EXERCISE INSTRUCTIONS: The entries below must be retyped exactly. Pictures are to be omitted.
BEGIN
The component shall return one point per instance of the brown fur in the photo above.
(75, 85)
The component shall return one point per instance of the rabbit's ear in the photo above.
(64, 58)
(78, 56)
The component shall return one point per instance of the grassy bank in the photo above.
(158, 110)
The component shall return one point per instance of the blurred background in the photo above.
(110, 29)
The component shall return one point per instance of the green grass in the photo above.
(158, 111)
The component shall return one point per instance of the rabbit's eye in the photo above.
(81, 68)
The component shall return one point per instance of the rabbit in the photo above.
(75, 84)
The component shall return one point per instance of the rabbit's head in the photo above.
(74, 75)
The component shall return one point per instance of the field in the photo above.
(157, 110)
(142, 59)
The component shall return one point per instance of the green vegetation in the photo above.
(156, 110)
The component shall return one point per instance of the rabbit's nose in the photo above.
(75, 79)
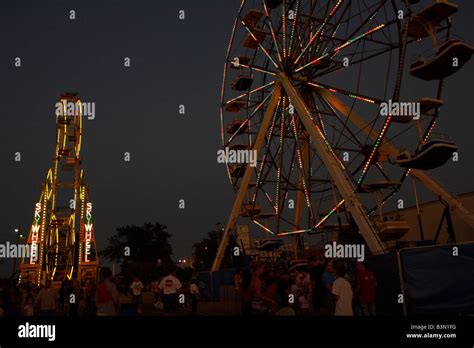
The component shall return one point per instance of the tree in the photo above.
(142, 251)
(205, 251)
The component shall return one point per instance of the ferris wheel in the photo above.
(304, 86)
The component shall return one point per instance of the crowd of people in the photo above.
(28, 300)
(102, 299)
(321, 287)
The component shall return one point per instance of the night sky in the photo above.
(173, 156)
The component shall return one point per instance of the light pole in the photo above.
(17, 231)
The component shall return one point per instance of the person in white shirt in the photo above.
(342, 290)
(194, 293)
(107, 295)
(304, 303)
(136, 287)
(169, 286)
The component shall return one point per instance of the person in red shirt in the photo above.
(366, 284)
END
COMPLETED EXERCISE:
The component shall return one point per instance of the brown fur in the photo above.
(75, 85)
The component shall return one point per instance of the rabbit's ear in the photo above.
(64, 58)
(78, 56)
The component shall return one point per instance of the grassy bank in the photo above.
(158, 110)
The component shall return one point per instance of the blurred background in the photo above.
(110, 29)
The component shall return one point per instance of the green grass in the photo above.
(158, 111)
The component shall return one point per instance of the rabbit's eye in the photo above.
(81, 68)
The component shall return one point per instance of the rabbit in the photo above.
(75, 84)
The component shall return one point per instance of the rabbit's head in the photo above.
(74, 75)
The component shall return one point per instance of the field in the photo above.
(157, 110)
(142, 59)
The component shall return one point per instance of the green vegetation in the photo above.
(156, 110)
The component shall return one point per instance of the rabbit's nose in the photo above.
(75, 79)
The component shall return one point per instance of the tree in the photo above.
(142, 251)
(205, 251)
The component shall return one point per instance of the ferris wheel in the photo above.
(304, 86)
The component shall return one point per instance of the crowd of people in the photo above.
(28, 300)
(102, 299)
(321, 287)
The component shall return one point per instance of the night sky in the photo above.
(173, 156)
The component shall return one point per instance of the light pole in the photo above.
(17, 231)
The component shall return one point per instance of the person in white shirt in the photo above.
(342, 290)
(194, 293)
(107, 295)
(304, 303)
(136, 287)
(169, 286)
The component shall return one point per instance of the person in red shirt in the photo above.
(366, 284)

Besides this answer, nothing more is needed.